START RECORDS TO PROCESS

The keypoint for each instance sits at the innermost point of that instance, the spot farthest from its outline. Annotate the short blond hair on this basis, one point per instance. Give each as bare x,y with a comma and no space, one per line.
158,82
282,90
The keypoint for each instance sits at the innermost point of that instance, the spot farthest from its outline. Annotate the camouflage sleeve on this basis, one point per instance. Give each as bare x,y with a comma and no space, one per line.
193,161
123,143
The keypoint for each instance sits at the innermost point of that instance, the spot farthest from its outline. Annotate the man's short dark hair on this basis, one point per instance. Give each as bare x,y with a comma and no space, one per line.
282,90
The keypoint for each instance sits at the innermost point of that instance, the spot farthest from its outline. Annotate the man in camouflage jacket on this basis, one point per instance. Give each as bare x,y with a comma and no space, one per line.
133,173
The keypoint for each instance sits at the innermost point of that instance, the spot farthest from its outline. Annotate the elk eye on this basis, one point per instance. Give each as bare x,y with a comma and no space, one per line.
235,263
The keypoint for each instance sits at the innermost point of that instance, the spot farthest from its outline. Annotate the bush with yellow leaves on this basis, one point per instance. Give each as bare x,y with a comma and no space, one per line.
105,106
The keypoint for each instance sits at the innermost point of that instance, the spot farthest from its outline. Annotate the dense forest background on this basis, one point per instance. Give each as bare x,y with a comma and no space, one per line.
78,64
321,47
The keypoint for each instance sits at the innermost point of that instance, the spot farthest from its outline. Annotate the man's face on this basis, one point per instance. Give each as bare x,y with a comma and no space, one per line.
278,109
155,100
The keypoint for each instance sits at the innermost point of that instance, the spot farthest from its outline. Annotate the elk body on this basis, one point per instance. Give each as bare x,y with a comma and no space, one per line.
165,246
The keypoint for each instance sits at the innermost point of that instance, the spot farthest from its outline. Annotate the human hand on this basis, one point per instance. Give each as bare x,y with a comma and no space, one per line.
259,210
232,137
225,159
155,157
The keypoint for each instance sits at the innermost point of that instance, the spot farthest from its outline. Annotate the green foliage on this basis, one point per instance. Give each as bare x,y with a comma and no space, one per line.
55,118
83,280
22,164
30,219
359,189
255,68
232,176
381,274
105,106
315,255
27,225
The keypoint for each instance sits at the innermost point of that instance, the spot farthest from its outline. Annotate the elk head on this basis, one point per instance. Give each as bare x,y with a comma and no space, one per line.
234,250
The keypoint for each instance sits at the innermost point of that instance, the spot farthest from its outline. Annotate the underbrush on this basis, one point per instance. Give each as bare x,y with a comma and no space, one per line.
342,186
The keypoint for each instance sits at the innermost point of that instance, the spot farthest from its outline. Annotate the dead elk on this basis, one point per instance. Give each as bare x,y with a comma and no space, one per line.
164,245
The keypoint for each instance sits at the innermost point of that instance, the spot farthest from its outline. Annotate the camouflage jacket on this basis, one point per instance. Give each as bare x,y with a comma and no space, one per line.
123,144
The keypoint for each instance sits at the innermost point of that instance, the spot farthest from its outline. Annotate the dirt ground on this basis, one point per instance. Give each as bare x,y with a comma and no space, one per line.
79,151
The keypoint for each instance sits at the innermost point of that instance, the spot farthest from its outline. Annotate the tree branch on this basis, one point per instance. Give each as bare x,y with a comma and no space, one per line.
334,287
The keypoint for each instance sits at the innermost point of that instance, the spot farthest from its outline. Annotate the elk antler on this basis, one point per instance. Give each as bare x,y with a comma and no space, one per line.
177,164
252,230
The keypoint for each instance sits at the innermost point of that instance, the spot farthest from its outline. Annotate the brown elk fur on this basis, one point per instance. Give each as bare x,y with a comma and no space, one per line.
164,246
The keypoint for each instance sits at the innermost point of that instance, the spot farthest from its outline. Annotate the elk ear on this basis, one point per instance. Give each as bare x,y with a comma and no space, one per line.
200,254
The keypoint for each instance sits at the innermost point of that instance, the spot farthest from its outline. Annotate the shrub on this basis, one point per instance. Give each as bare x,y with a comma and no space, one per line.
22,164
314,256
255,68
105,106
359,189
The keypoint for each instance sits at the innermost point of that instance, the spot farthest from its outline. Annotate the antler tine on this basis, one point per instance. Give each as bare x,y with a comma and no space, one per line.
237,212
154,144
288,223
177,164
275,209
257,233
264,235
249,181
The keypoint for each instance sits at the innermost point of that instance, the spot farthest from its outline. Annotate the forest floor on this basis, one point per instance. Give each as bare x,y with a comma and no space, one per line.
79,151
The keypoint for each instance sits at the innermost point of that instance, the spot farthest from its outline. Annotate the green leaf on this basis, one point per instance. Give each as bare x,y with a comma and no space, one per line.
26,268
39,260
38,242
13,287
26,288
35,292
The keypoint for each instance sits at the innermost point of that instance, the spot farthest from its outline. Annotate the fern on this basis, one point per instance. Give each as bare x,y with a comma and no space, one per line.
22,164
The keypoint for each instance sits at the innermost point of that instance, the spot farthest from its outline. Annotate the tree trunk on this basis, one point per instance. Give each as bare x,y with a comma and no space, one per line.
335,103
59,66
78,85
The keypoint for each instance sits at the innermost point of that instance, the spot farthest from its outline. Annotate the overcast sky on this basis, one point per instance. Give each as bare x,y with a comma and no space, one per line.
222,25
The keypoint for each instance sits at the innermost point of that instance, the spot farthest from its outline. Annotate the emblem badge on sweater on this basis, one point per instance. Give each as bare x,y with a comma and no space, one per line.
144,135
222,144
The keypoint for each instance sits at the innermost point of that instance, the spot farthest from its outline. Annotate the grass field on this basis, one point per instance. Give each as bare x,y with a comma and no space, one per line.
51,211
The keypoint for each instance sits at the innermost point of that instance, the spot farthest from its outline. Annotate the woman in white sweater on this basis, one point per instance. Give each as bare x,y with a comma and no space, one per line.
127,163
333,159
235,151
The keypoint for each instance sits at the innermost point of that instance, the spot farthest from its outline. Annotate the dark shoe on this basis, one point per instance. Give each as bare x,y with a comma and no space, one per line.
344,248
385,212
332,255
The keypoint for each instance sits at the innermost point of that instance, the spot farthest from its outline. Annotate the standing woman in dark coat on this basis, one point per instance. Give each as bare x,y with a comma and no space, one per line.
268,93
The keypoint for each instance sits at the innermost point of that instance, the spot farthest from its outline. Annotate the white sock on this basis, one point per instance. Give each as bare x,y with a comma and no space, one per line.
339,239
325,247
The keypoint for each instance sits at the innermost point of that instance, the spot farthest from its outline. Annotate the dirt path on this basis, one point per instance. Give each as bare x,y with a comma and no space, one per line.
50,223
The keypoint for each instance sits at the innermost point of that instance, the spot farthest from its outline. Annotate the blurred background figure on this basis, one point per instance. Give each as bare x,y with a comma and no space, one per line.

END RECORDS TO PROCESS

Please repeat the material above, word for word and in full.

ANSWER TO THE PROBLEM
The keypoint for each instance sits at the innermost point of that instance, the spot farthest from its outline. Annotate the short blond hair on this basis, one point per instance. Give each as bare x,y with a comma and no space, one per line.
158,82
282,90
The keypoint for each instance sits at the innermost point of that instance, the spot farthest from its outline. Annotate the camouflage sleeve on this basis, one point per instance. Give each as bare x,y with a comma and no space, one per line.
193,161
123,143
The keypoint for each instance sits at the innermost point of that instance, the spot farthest from its outline. Annotate the man's short dark hair on this basis, one point per instance. Give each as bare x,y with a comma and no space, one per line.
282,90
The keypoint for each instance sits at the innermost point of that instance, the spot farthest from its outline. Annotate the man in camouflage jacket on this basis, one point per instance. Give each as bare x,y with a comma and no space, one per line.
133,173
The keypoint for each instance sits at the innermost point of that instance, the spot farthest from its outline. Annotate the elk eye on this basis, one point per instance. Give each as bare x,y with a comma and no space, one per line.
235,263
The keypoint for each instance sits at the innermost point of that instance, the spot farthest from its outline. Annotate the bush with yellow leaves on this basis, one point per instance. Give each as bare x,y with a comma and no space, one per line.
105,106
The keypoint for each instance sits at the innermost point of that instance, the spot farthest from its outline. Annotate the dense forest background on this basis, one point per instance. Give each as bare x,y with a comma and no space, one per line.
78,64
321,47
The keypoint for each instance sits at the innermost point of that instance, the spot farthest from its outline. Annotate the man's face on this basis, one point per instance. Give each as bare x,y with a comma and no space, one per line.
278,109
155,100
The keypoint for each instance sits at the innermost point of that instance, the spot farthest from its outline. Annotate the elk body on this basis, one point per instance. Give each as bare x,y with a comma and no space, one per line.
165,246
The keypoint for each instance sits at the innermost point of that instance, the spot farthest from its outline. Annotate the human hand on this basis, one point per instance. Give each as bare x,y with a comma and no space, one per line.
259,210
232,137
225,159
155,157
The keypoint for each instance sits at the innermost point of that instance, the spot farthest from its outline. Annotate the green foliage on this basis, one point per instance. Give each as bare x,y with a comma and no space, one per line.
55,118
83,280
22,164
30,219
359,189
255,68
232,176
381,274
105,106
315,255
27,225
The keypoint for each instance sits at the innermost point of that instance, the spot farthest from its outline. Annotate the elk head on this basis, one point per instance. Give each as bare x,y with a comma and no space, one per line.
234,250
The keypoint for each instance sits at the innermost point of that instance, the spot farthest from its outline. Annotate the underbrush on this basis, one point per instance. Give each as bare x,y with a comma and no space, one per line.
342,186
The keypoint for each instance sits at the innermost point of that instance, the spot farthest from its outline. Annotate the dead elk on this basis, one point per instance. Give each as bare x,y with a comma and no space, one per line.
164,245
The keypoint for each instance sits at the innermost point of that instance, the spot farthest from its outline. Annotate the camouflage jacket on this basis, one point per instance. Give each as bare x,y with a comma and no space, one per line.
123,144
The keypoint for each instance sits at the innermost point of that instance, the spot farthest from its outline. Annotate the dirt ground on this basis, one point per instance. Give each as bare x,y with a comma and no space, one per line.
79,151
The keypoint for each instance sits at the innermost point of that instance, the spot farthest from its outline. Annotate the tree branch on this basis, one point per instance. Give each as bare x,y with a comma and no space, one per line.
334,287
The keypoint for each instance sits at the innermost point of that instance, the spot farthest from its outline. Annotate the elk antler on this basis, one point per instance. Give each as bare x,y with a comma and no space, one per line.
177,164
252,230
The keypoint for each instance sits at the innermost point of that instance, the spot farthest from its outline. Annotate the brown elk fur on this basis, one point per instance. Give each as bare x,y with a comma and no space, one per line.
164,246
The keypoint for each instance sits at the innermost point of that instance, the spot farthest from its outline. Annotate the elk ear on this basis, one point per instance. Give each as bare x,y with a comma and no space, one per line.
200,254
The keypoint for each instance sits at the innermost point of that instance, the spot farthest from its outline. Annotate the shrub on this basis, one point per instance. Give each as bare x,y with a comma and no space, one per line.
22,164
314,256
255,68
105,106
359,189
The keypoint for each instance sits at the innermost point of that instance, the spot farthest from its outline. Annotate the antler tine on this basis, one point per instance. Give each as bare x,y with a comma and no space, one per line.
237,212
154,144
288,223
177,164
275,209
257,233
264,235
249,181
The keypoint for each instance sits at the innermost point of that instance, the spot farthest from its outline. Annotate the forest floor on this basis, one point per instance. Give each as bare x,y with a comma and no space, one per line.
79,151
The keypoint for each instance sits at the innermost point of that instance, the spot farthest from its outline. Annotate the green leaf on this basis, one point per instance. Give each as bare x,y with a comma and no space, one per line.
26,268
39,260
38,242
13,287
26,288
35,292
The keypoint for each instance sits at the innermost point of that instance, the spot farthest from its outline. Annotate the fern on this basis, one point per instance. Give each as bare x,y with a comma and no space, one per line.
22,164
The keypoint for each instance sits at the innermost point of that instance, the spot farthest from its outline. Annotate the tree trunk on this basis, one point per instance. Give each as bare x,y with a comma and no space, one per line.
335,103
59,66
78,85
The keypoint for each instance sits at the innermost point of that instance, the spot farthest from its outline. Annotate the overcast sky on this basis, one point per instance. Give each as bare x,y with a comma and no space, one per line.
222,25
The keypoint for each instance sits at the innermost point of that instance, the spot farthest from its outline. Annotate the emblem badge on sweater on this basis, one point per instance. Give each as bare x,y with a comma and no space, one per line.
144,135
222,144
The keypoint for each instance sits at the innermost point of that instance, the spot farthest from its outline. Annotate the grass field on this basis, one point per instance. Give each as bare x,y with a comma and no space, one per line.
51,211
The keypoint for each instance sits at the innermost point of that instance, the spot farthest from its outline. Annotate the woman in white sweater on this basis, one point per instance. Give each as bare x,y with a comma and no space, one per line.
127,163
333,159
235,151
The keypoint for each instance sits at the innermost point of that instance, the spot farthest from its outline. Annotate the dark shoe on this basis, one point per instance. Give each as bare x,y with a comma and no space, one per line.
344,248
385,212
332,255
The keypoint for each instance sits at the innermost point of that instance, the spot farthest from its outline. Annotate the standing woman in dark coat on this basis, one point per instance. Give each as bare x,y with a comma and no space, one per line.
268,93
The keypoint for each instance sits at the innermost point of that instance, the spot farthest from its outline. Annotate the white sock on this basis, one point per instance. Give each as bare x,y with a comma and no space, one per line.
339,239
325,247
The keypoint for each instance sits at the innermost point of that instance, the spot farthest from its outline. Annotate the dirt path on this basis, one point per instance. Give each as bare x,y with a comma and no space, one per line.
50,223
The keypoint for each instance sits at the innermost point of that instance, the spot farthest from its outline. Annotate the blurred background figure on this basis, one point per instance. Give each as bare x,y with a comma and no space, one per line.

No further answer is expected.